### Do this
Could you reproduce word for word the rows below, from the line that contains "Could you please indicate the white glove" through the line that contains "(1105, 798)", with both of those lines included?

------ Available data ------

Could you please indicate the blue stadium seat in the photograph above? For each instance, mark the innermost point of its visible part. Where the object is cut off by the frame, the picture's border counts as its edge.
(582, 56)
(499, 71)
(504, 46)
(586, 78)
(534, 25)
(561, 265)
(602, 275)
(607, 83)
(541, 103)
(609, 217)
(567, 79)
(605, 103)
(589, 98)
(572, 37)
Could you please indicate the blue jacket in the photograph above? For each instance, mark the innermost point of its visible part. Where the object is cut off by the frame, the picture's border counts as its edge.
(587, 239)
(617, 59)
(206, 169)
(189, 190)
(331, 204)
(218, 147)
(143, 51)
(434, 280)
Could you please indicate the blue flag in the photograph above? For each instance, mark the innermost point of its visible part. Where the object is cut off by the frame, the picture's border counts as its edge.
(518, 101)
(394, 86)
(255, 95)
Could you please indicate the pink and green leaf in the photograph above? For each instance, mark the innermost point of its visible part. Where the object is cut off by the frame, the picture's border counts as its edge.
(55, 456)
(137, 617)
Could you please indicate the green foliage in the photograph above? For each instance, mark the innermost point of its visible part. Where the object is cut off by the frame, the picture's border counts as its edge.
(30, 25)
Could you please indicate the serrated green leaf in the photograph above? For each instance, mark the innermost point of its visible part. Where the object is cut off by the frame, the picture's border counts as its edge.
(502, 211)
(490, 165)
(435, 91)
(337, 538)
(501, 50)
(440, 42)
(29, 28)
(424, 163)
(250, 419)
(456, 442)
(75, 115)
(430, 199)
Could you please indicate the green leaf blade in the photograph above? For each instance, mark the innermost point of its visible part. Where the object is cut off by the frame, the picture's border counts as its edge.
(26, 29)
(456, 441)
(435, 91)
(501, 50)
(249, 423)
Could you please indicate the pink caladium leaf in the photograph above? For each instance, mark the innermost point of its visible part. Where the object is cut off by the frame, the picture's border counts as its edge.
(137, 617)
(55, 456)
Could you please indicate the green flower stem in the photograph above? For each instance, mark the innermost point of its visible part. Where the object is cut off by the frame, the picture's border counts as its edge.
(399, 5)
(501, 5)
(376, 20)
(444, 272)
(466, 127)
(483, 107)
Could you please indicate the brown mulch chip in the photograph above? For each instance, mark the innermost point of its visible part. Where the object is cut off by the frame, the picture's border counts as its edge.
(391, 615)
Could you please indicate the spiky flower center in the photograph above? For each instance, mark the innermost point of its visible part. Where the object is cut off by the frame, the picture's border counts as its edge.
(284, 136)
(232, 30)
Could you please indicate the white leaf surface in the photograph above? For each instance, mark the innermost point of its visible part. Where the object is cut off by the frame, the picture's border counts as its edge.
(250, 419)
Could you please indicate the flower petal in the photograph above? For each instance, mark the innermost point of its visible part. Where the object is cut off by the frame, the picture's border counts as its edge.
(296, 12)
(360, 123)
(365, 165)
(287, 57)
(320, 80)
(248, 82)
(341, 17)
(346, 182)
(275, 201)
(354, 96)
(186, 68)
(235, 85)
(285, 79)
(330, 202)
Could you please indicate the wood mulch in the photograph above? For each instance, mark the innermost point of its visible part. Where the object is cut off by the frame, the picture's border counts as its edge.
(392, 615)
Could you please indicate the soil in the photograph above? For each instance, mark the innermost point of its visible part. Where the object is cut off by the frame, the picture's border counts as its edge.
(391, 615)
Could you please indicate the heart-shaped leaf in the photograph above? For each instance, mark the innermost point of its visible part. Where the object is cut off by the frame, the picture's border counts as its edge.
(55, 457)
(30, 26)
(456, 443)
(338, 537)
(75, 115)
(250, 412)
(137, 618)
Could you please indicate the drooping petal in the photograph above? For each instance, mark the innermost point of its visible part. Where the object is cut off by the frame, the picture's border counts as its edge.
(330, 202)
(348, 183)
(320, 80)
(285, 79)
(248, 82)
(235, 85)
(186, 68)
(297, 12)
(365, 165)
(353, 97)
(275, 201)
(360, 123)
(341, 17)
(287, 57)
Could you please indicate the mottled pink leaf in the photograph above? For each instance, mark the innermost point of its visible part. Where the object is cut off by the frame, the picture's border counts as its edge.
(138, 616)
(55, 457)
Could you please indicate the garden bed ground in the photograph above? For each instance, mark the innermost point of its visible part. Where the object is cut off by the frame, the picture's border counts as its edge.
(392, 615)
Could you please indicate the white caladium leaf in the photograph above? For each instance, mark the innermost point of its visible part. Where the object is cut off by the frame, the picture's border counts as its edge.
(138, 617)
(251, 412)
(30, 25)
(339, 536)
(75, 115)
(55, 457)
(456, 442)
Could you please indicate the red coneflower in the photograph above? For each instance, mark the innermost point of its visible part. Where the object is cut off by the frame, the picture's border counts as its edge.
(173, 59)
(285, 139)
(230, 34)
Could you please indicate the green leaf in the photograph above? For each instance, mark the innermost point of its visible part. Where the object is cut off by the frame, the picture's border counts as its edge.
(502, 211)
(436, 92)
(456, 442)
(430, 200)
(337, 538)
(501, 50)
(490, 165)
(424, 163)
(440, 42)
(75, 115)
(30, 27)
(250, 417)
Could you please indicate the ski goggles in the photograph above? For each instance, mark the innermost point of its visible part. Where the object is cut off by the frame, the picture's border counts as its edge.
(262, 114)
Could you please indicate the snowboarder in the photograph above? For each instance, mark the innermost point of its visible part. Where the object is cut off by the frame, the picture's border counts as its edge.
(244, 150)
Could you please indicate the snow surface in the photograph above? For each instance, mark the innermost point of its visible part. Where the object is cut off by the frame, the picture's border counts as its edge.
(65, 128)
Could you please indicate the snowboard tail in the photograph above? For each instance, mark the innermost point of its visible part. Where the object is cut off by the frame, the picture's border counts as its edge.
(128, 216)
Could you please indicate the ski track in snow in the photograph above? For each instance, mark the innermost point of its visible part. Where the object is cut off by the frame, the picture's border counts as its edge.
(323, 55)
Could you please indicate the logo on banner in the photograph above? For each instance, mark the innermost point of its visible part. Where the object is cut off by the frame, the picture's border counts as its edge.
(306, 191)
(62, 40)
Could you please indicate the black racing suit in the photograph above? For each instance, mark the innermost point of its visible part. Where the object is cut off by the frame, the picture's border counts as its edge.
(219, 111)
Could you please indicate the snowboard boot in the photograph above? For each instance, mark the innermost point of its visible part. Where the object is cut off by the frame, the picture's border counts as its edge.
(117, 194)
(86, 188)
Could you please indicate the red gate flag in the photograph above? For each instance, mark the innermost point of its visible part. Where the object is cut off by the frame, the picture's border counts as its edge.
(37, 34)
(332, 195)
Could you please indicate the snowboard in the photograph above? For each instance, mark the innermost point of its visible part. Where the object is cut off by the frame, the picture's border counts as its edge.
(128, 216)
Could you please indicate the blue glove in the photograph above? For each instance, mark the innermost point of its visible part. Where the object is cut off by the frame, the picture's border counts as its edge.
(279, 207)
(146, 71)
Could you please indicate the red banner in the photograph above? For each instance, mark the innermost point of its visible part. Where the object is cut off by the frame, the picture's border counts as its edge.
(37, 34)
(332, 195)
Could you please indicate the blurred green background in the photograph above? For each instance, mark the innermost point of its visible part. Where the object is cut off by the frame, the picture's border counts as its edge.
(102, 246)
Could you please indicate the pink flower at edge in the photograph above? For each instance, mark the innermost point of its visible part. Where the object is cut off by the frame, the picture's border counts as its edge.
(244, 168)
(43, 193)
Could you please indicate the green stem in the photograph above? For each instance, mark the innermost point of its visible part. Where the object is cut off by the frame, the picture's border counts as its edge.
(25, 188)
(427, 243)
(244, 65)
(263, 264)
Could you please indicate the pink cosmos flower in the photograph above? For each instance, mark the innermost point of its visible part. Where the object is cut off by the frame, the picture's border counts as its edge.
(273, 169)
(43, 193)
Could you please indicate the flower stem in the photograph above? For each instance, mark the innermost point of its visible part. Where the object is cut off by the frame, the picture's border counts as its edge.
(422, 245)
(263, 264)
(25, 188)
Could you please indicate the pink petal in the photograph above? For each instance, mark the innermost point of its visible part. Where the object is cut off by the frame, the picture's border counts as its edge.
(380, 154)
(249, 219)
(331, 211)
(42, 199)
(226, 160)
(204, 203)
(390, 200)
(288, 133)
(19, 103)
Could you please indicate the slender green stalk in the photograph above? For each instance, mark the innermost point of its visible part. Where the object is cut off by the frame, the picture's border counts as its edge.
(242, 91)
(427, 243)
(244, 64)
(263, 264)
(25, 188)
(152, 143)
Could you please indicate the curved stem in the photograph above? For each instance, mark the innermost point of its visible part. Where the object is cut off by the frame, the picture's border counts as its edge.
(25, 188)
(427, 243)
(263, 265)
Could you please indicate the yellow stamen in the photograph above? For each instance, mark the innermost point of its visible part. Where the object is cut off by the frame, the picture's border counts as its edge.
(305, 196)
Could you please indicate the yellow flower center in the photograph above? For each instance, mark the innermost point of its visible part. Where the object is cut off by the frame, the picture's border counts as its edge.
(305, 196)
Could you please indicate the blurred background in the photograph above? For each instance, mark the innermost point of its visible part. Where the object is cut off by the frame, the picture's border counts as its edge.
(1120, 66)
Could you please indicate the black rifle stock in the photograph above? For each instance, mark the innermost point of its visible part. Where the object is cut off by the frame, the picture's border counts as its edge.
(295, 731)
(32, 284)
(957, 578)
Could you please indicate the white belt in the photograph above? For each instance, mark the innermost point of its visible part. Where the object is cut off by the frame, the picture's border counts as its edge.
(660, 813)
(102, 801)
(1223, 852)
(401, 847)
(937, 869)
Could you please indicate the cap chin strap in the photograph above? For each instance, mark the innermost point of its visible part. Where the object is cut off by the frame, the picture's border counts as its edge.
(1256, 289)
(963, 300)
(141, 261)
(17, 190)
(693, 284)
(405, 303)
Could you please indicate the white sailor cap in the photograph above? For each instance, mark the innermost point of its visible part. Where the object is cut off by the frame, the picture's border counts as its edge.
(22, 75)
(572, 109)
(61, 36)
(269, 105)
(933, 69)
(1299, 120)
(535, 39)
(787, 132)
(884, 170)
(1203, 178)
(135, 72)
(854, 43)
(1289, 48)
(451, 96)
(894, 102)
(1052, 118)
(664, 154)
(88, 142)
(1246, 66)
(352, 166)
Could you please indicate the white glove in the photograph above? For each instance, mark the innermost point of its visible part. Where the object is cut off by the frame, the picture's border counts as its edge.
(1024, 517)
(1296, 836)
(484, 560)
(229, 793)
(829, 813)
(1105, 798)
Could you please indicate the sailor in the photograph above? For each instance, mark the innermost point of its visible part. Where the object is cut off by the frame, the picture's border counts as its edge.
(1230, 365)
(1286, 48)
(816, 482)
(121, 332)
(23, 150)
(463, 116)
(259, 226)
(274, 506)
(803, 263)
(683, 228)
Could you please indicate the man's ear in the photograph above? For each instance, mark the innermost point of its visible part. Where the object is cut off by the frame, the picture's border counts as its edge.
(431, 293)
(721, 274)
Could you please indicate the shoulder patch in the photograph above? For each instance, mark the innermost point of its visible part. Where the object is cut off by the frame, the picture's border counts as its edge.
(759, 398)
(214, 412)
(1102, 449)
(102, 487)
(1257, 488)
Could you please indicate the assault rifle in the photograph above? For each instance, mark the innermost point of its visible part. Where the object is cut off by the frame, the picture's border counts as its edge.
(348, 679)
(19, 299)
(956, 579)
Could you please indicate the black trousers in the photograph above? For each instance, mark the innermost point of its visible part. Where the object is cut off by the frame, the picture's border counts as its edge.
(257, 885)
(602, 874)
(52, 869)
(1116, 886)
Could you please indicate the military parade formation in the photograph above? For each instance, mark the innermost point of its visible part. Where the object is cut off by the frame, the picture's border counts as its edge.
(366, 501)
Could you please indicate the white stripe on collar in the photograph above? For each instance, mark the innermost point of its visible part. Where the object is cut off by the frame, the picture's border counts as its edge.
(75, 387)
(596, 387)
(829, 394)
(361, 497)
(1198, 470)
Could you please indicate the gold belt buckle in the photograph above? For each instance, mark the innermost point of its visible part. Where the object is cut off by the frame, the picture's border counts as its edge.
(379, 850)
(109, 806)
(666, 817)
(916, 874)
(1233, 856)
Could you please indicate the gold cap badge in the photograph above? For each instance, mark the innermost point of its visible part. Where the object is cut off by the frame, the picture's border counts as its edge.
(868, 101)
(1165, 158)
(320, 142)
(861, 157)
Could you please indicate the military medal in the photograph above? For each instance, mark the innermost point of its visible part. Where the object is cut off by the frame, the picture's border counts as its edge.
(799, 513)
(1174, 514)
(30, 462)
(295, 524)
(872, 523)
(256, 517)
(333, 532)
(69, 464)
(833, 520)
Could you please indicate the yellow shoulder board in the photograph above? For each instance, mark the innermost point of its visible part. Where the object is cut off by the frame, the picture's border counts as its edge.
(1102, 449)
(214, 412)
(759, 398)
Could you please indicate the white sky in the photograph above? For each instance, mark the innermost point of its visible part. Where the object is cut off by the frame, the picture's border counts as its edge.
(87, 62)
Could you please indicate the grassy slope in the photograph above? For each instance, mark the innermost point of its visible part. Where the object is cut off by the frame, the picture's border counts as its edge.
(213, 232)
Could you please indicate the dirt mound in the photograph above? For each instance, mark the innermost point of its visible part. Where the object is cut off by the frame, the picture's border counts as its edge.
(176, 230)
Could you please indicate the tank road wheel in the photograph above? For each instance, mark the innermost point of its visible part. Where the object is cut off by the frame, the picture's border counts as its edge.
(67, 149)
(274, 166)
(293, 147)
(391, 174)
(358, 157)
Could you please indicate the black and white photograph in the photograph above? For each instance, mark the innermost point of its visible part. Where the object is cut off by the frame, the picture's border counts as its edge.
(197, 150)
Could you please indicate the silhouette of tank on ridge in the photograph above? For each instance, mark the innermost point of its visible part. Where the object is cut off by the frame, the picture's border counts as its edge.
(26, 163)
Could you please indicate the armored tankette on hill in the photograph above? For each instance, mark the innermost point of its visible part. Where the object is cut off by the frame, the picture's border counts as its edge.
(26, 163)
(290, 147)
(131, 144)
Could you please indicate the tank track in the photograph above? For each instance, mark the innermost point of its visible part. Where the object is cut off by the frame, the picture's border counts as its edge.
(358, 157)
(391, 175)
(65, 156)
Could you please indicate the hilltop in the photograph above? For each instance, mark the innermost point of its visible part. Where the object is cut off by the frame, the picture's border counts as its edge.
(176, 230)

------

### Written response
Could you please indicate the white glove in the photograph above? For each instance, mark the innermost point of its visible part. Where the object is cut off by the frame, the picture's border counts as its edge.
(1024, 517)
(1296, 836)
(484, 560)
(229, 793)
(829, 813)
(1105, 798)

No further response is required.